**Input material:**
------------------------

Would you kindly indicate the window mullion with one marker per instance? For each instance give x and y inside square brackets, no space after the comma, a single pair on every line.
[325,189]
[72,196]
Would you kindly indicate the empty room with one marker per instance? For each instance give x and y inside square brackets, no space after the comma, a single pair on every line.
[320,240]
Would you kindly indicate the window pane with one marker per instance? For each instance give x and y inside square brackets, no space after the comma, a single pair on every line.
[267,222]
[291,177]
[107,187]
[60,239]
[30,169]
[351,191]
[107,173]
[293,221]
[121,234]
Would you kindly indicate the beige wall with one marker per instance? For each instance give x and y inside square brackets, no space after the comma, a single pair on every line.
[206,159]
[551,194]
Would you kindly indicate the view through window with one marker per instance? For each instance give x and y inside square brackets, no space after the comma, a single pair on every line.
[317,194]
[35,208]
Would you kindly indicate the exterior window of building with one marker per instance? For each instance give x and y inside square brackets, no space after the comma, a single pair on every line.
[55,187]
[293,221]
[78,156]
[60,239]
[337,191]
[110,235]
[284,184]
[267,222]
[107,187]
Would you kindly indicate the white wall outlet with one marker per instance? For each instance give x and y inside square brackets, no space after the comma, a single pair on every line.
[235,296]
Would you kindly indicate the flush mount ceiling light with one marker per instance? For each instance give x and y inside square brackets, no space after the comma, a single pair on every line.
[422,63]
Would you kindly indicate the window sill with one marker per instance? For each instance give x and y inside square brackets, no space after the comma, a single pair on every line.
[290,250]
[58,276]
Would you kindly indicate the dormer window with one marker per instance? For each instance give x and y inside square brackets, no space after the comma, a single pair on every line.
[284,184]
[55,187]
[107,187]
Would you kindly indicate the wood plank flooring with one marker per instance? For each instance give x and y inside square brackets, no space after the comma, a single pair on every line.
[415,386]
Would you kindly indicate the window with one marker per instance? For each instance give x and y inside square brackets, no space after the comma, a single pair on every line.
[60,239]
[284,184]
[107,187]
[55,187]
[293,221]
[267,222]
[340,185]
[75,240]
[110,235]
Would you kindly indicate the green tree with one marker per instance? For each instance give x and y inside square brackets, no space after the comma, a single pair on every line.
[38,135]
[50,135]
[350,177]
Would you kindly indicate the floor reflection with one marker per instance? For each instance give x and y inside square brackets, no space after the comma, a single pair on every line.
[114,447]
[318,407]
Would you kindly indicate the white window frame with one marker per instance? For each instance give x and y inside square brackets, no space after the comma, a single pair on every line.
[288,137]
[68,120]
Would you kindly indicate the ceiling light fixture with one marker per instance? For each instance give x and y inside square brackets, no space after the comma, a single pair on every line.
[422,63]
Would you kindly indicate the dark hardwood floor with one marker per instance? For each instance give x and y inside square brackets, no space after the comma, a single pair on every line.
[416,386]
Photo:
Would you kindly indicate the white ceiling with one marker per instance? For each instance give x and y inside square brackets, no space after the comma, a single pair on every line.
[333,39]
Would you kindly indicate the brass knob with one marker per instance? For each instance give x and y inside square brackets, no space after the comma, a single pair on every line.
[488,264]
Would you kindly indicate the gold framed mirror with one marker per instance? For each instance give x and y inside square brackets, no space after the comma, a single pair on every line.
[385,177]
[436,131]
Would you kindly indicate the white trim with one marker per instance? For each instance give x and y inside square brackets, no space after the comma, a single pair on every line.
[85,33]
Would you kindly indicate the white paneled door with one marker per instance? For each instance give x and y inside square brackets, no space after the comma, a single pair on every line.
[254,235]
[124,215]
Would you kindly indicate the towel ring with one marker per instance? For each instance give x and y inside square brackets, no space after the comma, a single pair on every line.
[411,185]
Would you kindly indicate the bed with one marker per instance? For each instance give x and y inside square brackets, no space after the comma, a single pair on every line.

------------------------

**What you will do:**
Your task is to copy every entry above, exactly as written.

**Output for this exercise:**
Would you kindly indicate the window mullion with one marker per instance? For each instance give x and y inside square brackets, no space after the comma, a single pair on every line.
[325,189]
[72,196]
Would you kindly indicate the empty room with one marker per instance? For each instance give x and y inside square brackets, no space after the comma, a single pair on every line.
[320,240]
Would you kindly indicate the window pane with one marker per instance? For each instance give x and y inside square brackets, no space after the comma, a single pair on every line.
[267,222]
[291,177]
[107,187]
[60,239]
[30,169]
[351,191]
[107,173]
[293,221]
[121,234]
Would you kindly indicate the beige wall with one marker per instance? For each instance give x and y inside square brackets, no space after the comma, a single pair on every line.
[206,159]
[551,194]
Would you kindly indicate the view through window with one marker per instance? For each instance give x and y inside square brackets, no space after the comma, a single pair on every line.
[317,194]
[35,208]
Would you kindly indicate the exterior window of building with one marker per instance? For each instance give x and y inside square brackets, no space after the comma, a single pair on every line.
[55,187]
[293,221]
[78,156]
[60,239]
[337,191]
[110,235]
[284,184]
[267,222]
[107,187]
Would you kindly indicate the white wall outlet with one marker per instance? For each instance give x and y inside square brackets, no space after the comma, a single pair on every line.
[235,296]
Would you kindly indicate the flush mount ceiling light with one marker per instance? For each instance give x and y inside square brackets, no space after the comma, a single pair on every line.
[422,63]
Would you kindly indicate the window sill with one marker per instance? For each instance give x and y inside square brackets, no space after the comma, a single pair on every line.
[290,250]
[58,276]
Would you kindly indicate the dormer window with one marker per instance? For each instance give x and y inside square brackets, no space after the comma, a single pair on every line.
[284,184]
[55,187]
[107,187]
Would you kindly indicate the wood plank flooring with one marker per instance? For each instance give x and y inside square brackets, no space after the comma, a single pair on every line.
[415,386]
Would you kindly indicate the window with one marker per instance? For each instance give x and y inside square brackets, no space after the comma, a single pair on every line.
[60,239]
[284,184]
[107,187]
[55,187]
[293,221]
[267,222]
[340,185]
[75,240]
[110,235]
Would you kindly indicate the green tree with one marker per instance? For each instance give x and y inside square brackets, no space after the comma, a single pair on every line.
[38,135]
[50,135]
[350,177]
Would you kindly indicate the floor reflection with one marker per instance? For each instance give x and y inside square brackets, no space after the comma, a single pair on every line.
[114,447]
[318,407]
Would you kindly indicate the white window frame with one marker per instance? For each instance give x and y inside square brackets, no space after the comma, a single pair on every line.
[288,137]
[68,120]
Would you kindly indicate the ceiling light fixture with one marker per instance? For each instance give x and y inside square brackets, no space after the comma, a single pair on every line.
[422,63]
Would you kindly indicate the dark hardwood floor with one marker per instance? For each instance give x and y inside square brackets, no space after the comma, a single pair on every line.
[416,386]
Photo:
Would you kindly indicate the white ceiling with one marker per instance? For each instance give x and y inside square brackets, no space after the comma, a single pair on every line.
[333,39]
Would you kindly indicate the brass knob with one marker per instance? For each instance give x and y inside square brackets, no space after the comma, a single pair on every line.
[488,264]
Would you kindly indicate the gold framed mirror with one marker per instance? For each instance give x and y inside square brackets, no space after the comma, a single pair on every line.
[385,177]
[436,131]
Would you kindly indicate the white trim with one marker per instance? For each instance give x and y inside square brackets, no space after the comma, a single pair on every line.
[85,33]
Would you kindly indicate the white paneled door with one marker per instance? For each instance give x and y inside square brackets, no space after the comma, a single pair on every line.
[254,235]
[124,215]
Would you kindly indicate the towel ring with one marker per instance? For each instance give x and y inside square brackets, no space after the comma, a single pair on every line.
[411,185]
Would you kindly indicate the bed with one marker per instance? For each instance give x and y inside square brackets, no space after the comma, a single pair on every line.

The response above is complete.